***** EXCERPT PROVIDED

I have two dataframe
One with codes and values need to map to other dataframe
B = pd.DataFrame({'Code': ['a', 'b', 'c', 'a', 'e','b','b','c'],
'Value': ["House with indoor pool", "House with Gray_C_Door", "Big Chandelier",
"Window Glass", "Frame Window",'High Column','Wood Raling', 'Window Glass trim']})
Other datframe content lots of data with values and need to make a new column base on dataframe "B" column "Code".
A = pd.DataFrame({'Test': [2,34,12,45,np.nan,34,56,23,56,87,23,67,89,123,np.nan],
'Name': [ "House with indoor pool","House with Gray_C_Door",'House with indoor pool and Porch',"Wood Raling",
'Window Glass Tinted',"Windows Glass_with",'Big Chandelier', "Frame Window",np.nan,"Window glass","House with indoor pool",'High column with',
"Window Glass trim",'Frame Window',"glass Window"],
'Value': ["50", "100", "70", "20", "15",'75','50',"10", "10", "34", "5", "56",'12','83',np.nan]})
A.loc[:,'NewName'] = A['Name']
So I'm using the below code to replace A['NewName'].
A['NewName']= A['NewName'].replace(B.set_index('Value')['Code'])
Test Name Value NewName
0 2.0000 House with indoor pool 50 a
1 34.0000 House with Gray_C_Door 100 b
2 12.0000 House with indoor pool and Porch 70 House with indoor pool and Porch
3 45.0000 Wood Raling 20 b
4 NaN Window Glass Tinted 15 Window Glass Tinted
5 34.0000 Windows Glass_with 75 Windows Glass_with
6 56.0000 Big Chandelier 50 c
7 23.0000 Frame Window 10 e
8 56.0000 NaN 10 NaN
9 87.0000 Window glass 34 Window glass
10 23.0000 House with indoor pool 5 a
11 67.0000 High column with 56 High column with
12 89.0000 Window Glass trim 12 c
13 123.000 Frame Window 83 e
14 NaN glass Window NaN glass Window
However, some A['NewName'] are not matching with B['Value'] and doesn't give an exact expected outcome.
Is there a way, I can match those values when It has partial matching with A['NewName'] and give the correct code? I mean for instance when A['NewName'] has "House with indoor pool and Porch" I want to match it with B['Value'] = 'House with indoor pool' and replace it with correct B['Code] = 'a'. I couldn't add that to the data frame B Values column because there are several ways it could change after "House with indoor pool" (for ex: "House with indoor pool_ with big glass door", "House with indoor pool and High railings" etc.)

**********
***** PROVIDED RECORDS

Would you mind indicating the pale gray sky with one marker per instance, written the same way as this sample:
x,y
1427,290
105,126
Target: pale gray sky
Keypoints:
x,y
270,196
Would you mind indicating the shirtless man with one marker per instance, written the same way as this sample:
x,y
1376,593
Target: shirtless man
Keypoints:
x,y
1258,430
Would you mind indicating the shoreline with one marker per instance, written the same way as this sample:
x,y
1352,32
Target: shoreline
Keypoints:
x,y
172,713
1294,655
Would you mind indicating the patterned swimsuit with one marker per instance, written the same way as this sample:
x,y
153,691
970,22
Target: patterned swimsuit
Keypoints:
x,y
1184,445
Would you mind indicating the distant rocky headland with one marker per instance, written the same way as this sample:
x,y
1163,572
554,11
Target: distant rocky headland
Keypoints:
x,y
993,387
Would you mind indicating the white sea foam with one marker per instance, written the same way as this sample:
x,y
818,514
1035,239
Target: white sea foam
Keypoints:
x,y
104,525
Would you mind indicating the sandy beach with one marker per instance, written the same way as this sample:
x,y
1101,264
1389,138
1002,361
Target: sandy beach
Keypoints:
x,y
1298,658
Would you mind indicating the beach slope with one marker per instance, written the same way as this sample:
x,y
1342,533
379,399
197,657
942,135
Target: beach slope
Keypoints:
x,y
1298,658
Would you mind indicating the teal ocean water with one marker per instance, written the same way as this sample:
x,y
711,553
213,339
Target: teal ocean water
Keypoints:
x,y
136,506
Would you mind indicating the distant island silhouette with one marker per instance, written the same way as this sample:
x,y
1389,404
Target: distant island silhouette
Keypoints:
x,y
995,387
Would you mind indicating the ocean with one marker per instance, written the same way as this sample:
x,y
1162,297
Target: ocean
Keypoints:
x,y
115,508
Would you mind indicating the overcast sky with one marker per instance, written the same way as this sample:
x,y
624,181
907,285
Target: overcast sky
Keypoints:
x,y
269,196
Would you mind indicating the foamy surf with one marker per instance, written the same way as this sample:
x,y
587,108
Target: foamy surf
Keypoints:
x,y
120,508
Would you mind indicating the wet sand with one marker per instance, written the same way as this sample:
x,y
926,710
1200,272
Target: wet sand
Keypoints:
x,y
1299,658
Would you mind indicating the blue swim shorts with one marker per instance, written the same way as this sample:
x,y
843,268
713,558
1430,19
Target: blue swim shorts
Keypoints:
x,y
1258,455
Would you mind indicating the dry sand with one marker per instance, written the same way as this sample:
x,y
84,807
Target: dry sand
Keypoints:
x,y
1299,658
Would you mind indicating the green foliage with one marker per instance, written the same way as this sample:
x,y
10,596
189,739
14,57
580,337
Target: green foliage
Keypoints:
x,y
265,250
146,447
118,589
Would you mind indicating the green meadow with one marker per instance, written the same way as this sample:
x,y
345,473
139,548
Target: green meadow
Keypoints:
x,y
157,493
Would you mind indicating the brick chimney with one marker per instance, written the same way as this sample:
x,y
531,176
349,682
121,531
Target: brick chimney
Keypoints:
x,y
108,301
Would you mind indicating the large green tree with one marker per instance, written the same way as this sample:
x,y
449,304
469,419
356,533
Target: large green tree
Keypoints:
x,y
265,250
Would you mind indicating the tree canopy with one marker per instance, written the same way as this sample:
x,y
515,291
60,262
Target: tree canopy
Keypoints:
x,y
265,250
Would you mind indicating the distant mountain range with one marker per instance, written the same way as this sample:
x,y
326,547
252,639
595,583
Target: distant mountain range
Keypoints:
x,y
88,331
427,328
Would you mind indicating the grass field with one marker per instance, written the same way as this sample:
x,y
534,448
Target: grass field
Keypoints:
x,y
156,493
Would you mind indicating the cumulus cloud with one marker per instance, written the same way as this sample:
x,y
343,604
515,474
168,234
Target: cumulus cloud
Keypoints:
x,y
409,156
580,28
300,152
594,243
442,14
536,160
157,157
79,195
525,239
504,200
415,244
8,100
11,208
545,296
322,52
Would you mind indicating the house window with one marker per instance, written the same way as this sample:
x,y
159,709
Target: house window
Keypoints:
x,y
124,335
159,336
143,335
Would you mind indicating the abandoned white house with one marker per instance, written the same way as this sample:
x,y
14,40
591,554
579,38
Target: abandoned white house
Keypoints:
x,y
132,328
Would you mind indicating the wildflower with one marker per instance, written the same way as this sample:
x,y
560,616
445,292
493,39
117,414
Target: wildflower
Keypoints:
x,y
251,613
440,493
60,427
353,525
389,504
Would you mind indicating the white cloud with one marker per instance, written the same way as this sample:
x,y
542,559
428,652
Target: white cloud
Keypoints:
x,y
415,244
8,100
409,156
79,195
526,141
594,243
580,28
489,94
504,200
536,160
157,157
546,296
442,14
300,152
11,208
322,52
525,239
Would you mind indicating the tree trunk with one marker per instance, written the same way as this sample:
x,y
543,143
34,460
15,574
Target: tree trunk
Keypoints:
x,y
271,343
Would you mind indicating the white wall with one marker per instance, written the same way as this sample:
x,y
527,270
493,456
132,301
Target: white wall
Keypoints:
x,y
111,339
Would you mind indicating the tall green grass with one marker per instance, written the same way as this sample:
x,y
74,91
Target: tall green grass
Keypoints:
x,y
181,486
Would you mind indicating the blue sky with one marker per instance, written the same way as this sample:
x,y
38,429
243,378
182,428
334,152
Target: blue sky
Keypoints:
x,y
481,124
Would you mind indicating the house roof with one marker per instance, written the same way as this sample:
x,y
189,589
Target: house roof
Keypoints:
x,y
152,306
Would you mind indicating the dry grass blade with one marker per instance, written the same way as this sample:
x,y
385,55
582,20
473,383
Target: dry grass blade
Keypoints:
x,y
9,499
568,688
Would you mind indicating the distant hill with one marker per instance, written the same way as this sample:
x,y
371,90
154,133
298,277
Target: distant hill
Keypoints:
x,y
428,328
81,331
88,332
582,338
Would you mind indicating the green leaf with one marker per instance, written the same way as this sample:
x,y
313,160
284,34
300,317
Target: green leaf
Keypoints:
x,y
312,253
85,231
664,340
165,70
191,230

**********

» **EXERCISE DETAILS**: Translate this sentence from the pandas dataframe question into Spanish: "So I'm using the below code to replace A['NewName']."

» **RIGHT ANSWER**: Así que estoy usando el código de abajo para reemplazar A['NewName'].